Despite Cornette’s skepticism that someone held in solitary darkness by his rotund evil father, and his future manager, could have the means and wherewithal to get a costume made, Jacobs was sold on what became his signature look for most of his career.

In McMahon’s mind, Kane looked up to superheroes in a weird way to compensate for traits he lacked deep down; confidence, restraint, nobility, a sense of justice, and forgiving nature. “As Glenn said in the special [WWE Rivals that aired on A&E], ‘Kane wants to be better than The Undertaker so he wants to look better too,” Cornette recounted with chagrin.

When asked his perspective on “psychopathic serial killer from the movies or superhero with a red cape,” co-host Brian Last answered “I’m not into the whole raw meat thing” and Kane’s appearance worked better without an explanation. Last added Kane worked well under a mask and should go down as one of the all-time great masked wrestlers.

### Given records:
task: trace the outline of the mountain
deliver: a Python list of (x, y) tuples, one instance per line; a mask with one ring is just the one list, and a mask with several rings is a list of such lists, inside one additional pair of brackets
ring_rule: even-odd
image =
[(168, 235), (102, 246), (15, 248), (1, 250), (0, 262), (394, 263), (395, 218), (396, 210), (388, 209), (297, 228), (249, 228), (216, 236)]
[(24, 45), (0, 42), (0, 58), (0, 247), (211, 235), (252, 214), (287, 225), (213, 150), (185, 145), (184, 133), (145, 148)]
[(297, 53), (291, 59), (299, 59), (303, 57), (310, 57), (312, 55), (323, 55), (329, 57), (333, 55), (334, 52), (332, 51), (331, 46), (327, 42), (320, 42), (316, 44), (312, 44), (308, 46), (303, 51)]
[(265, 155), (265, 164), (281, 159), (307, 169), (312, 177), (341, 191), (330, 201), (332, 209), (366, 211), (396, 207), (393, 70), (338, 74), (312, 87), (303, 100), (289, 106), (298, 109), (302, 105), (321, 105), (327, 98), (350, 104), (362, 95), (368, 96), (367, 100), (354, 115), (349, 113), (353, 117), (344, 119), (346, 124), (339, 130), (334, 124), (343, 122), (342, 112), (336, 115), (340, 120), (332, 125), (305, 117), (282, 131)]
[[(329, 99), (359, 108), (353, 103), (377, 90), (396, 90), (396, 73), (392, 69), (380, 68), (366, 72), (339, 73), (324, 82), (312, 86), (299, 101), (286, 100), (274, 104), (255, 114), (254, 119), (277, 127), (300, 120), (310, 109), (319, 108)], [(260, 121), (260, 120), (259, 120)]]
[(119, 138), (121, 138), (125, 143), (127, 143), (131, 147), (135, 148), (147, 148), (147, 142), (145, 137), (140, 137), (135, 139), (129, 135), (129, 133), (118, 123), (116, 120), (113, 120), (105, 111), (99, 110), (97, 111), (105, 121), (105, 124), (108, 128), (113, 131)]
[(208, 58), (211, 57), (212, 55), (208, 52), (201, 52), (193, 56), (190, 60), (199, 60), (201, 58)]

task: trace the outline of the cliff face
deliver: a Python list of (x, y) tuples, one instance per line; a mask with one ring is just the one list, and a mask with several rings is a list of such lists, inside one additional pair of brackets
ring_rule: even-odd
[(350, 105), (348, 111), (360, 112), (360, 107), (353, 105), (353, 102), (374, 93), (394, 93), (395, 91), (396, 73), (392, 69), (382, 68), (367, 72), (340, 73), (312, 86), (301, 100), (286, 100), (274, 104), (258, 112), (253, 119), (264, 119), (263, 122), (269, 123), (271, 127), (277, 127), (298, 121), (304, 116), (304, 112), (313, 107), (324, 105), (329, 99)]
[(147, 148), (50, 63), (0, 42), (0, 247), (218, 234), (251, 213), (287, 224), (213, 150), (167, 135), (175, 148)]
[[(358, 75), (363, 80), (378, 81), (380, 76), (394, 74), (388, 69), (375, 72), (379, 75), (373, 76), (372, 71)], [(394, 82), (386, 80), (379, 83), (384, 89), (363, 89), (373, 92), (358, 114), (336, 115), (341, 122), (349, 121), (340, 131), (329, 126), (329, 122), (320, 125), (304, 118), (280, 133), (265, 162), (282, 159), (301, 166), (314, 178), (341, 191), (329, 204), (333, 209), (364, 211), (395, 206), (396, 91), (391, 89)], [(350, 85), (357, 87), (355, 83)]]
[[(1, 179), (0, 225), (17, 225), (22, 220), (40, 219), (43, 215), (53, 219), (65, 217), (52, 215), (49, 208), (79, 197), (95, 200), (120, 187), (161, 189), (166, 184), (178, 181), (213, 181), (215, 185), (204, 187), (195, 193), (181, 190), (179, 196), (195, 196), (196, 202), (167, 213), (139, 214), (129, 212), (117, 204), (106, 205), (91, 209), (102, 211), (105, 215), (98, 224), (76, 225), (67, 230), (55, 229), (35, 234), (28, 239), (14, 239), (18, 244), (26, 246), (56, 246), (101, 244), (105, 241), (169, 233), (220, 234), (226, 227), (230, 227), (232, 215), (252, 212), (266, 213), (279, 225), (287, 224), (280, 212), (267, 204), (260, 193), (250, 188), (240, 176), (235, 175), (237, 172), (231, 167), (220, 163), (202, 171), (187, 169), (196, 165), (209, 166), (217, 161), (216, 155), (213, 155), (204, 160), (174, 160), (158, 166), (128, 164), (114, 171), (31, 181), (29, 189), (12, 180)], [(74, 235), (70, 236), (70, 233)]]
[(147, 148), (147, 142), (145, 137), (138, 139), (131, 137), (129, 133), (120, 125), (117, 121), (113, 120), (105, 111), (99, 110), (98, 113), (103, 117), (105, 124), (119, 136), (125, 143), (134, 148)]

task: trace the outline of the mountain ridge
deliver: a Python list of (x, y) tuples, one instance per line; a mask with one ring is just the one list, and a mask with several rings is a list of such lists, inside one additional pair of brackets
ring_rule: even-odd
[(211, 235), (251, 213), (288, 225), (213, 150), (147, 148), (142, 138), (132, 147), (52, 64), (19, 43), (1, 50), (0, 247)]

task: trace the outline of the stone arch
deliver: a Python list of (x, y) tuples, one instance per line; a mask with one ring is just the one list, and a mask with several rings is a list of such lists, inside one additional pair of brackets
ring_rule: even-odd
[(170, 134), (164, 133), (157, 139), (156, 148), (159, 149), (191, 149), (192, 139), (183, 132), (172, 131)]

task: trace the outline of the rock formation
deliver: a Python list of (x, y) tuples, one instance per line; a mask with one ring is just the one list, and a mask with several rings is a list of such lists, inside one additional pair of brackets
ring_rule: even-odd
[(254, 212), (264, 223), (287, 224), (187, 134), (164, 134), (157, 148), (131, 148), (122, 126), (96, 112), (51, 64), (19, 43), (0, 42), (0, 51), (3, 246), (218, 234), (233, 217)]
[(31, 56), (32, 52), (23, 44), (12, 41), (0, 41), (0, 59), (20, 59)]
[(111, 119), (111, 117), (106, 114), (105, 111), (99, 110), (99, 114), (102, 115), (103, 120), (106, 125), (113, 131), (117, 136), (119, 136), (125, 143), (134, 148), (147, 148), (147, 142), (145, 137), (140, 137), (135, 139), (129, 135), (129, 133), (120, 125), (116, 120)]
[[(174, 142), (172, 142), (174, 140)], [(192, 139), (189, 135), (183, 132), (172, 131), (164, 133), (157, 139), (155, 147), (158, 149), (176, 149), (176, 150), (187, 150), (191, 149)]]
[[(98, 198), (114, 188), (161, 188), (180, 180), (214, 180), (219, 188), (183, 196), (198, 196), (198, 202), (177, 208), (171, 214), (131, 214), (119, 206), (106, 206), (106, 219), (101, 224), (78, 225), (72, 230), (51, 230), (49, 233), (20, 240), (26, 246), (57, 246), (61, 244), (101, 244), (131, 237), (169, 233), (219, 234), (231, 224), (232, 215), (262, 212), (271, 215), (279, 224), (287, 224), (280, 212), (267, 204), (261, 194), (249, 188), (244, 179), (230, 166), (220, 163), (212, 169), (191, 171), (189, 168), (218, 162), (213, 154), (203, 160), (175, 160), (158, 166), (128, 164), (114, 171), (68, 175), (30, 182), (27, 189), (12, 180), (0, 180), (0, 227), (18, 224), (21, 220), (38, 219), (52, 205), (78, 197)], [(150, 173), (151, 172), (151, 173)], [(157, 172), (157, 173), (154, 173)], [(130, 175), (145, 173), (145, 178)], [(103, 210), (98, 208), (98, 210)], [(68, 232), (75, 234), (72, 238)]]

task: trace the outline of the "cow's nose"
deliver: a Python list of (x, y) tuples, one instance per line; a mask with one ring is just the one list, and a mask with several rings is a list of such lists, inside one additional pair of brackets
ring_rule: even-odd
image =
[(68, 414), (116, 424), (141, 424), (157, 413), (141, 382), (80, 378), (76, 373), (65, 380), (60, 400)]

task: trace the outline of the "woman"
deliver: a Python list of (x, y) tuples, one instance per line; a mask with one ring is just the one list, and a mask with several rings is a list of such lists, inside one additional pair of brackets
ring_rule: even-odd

### Problems to work on:
a – Copy the stretch of the passage about Kane's look from "Despite Cornette’s skepticism" through "recounted with chagrin." word for word.
b – According to the passage about Kane's look, which traits did McMahon think Kane lacked deep down? List every one.
c – Write the next part of the passage about Kane's look, starting after its final sentence.

### Answers for the exercise:
a –
Despite Cornette’s skepticism that someone held in solitary darkness by his rotund evil father, and his future manager, could have the means and wherewithal to get a costume made, Jacobs was sold on what became his signature look for most of his career.

In McMahon’s mind, Kane looked up to superheroes in a weird way to compensate for traits he lacked deep down; confidence, restraint, nobility, a sense of justice, and forgiving nature. “As Glenn said in the special [WWE Rivals that aired on A&E], ‘Kane wants to be better than The Undertaker so he wants to look better too,” Cornette recounted with chagrin.

b –
- confidence
- restraint
- nobility
- a sense of justice
- forgiving nature

c –
WWE would tamper with the character eventually by turning Kane into a goofball and ditching the mask for a number of years before both he and Undertaker retired to pursue other ventures and ride off into the sunset.

Jim Cornette is equally retired from promoting wrestling, performing on-air, commentating, and traveling which he did a lot of for four decades. Known for his explosive temper, he’s become notorious lately for his intransigent stances on the way wrestling is booked and presented nowadays on top of his left-wing political views.

Although a fan and supporter of Jacobs for a long time, his view, like so many others when it comes to the Knox County Mayor, has soured since Jacobs’ conservative pro-life position became public knowledge in light of the overturning of Roe v. Wade.